Pull out every line below that contains the word "jacket" and copy each one in full. Case counts.
--- Recorded information ---
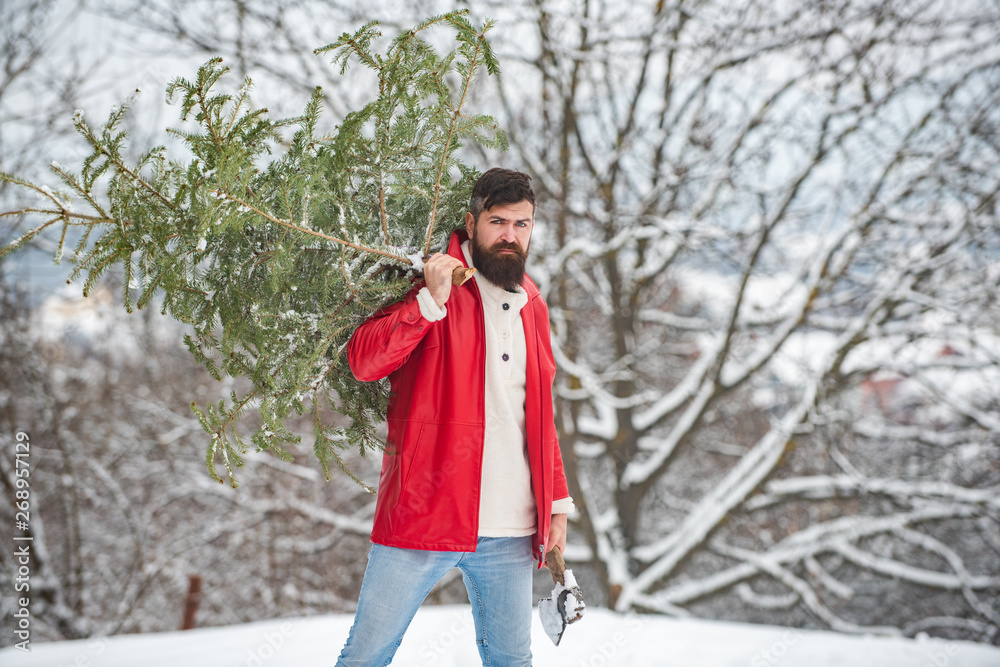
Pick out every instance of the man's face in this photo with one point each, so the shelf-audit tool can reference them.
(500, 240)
---
--- Recorded information ---
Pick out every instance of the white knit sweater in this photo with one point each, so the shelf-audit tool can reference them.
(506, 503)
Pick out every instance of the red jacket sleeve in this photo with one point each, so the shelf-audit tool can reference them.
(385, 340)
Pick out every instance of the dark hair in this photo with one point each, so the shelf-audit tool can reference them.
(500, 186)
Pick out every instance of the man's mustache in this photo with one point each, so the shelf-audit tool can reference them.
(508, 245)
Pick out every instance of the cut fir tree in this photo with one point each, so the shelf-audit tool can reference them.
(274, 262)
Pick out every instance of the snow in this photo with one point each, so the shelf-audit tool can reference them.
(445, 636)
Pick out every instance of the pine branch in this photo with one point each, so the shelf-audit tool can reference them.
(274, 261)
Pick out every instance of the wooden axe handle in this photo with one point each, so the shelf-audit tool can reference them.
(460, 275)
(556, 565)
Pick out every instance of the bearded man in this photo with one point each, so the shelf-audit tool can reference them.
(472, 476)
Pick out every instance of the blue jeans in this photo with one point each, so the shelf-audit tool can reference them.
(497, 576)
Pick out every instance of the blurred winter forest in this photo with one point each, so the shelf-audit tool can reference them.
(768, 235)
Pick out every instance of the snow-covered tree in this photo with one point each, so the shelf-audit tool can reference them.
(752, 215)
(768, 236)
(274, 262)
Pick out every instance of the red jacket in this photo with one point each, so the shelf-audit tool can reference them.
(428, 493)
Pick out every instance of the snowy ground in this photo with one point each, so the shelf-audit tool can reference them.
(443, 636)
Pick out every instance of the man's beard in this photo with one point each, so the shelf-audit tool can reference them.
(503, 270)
---
- Right answer:
Pick out every instance of the red jacket sleeve in this photo with one point each, so the shelf-audit tool can reference them.
Pick out every instance of the red jacket in this photo with one point each, so the shelf-audit tool can reference them.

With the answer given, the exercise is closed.